↓

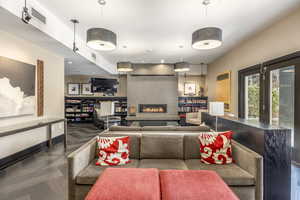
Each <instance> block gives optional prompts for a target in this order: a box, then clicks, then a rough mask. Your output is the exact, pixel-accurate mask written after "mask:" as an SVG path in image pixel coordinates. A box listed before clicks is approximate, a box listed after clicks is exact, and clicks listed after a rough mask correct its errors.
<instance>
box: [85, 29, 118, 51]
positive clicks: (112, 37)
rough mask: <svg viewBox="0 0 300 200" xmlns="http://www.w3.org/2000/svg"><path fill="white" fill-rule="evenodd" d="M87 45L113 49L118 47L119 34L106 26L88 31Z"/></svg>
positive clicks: (95, 49)
mask: <svg viewBox="0 0 300 200" xmlns="http://www.w3.org/2000/svg"><path fill="white" fill-rule="evenodd" d="M87 46H88V47H90V48H92V49H94V50H98V51H112V50H114V49H115V48H116V47H117V35H116V34H115V33H114V32H112V31H110V30H108V29H104V28H91V29H89V30H88V31H87Z"/></svg>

↑

**Task to carry out**
Set the records down again exactly, and omit any picture in them.

**Written response**
Each <instance> block gives optional prompts for a target in this order: a box, then clicks, then a rough mask. Your output is the exact, pixel-accurate mask written after "mask:" as an SVG path in image pixel coordinates. A box listed before clicks is approximate, a box listed after clicks is exact, and clicks listed after a rough mask correct its errors.
<instance>
box: [85, 29, 118, 51]
positive clicks: (112, 37)
rough mask: <svg viewBox="0 0 300 200" xmlns="http://www.w3.org/2000/svg"><path fill="white" fill-rule="evenodd" d="M87 45L113 49L118 47L119 34L106 26L88 31Z"/></svg>
positive clicks: (95, 49)
mask: <svg viewBox="0 0 300 200" xmlns="http://www.w3.org/2000/svg"><path fill="white" fill-rule="evenodd" d="M87 46H88V47H90V48H92V49H94V50H98V51H112V50H114V49H115V48H116V47H117V35H116V34H115V33H114V32H112V31H110V30H108V29H104V28H91V29H89V30H88V31H87Z"/></svg>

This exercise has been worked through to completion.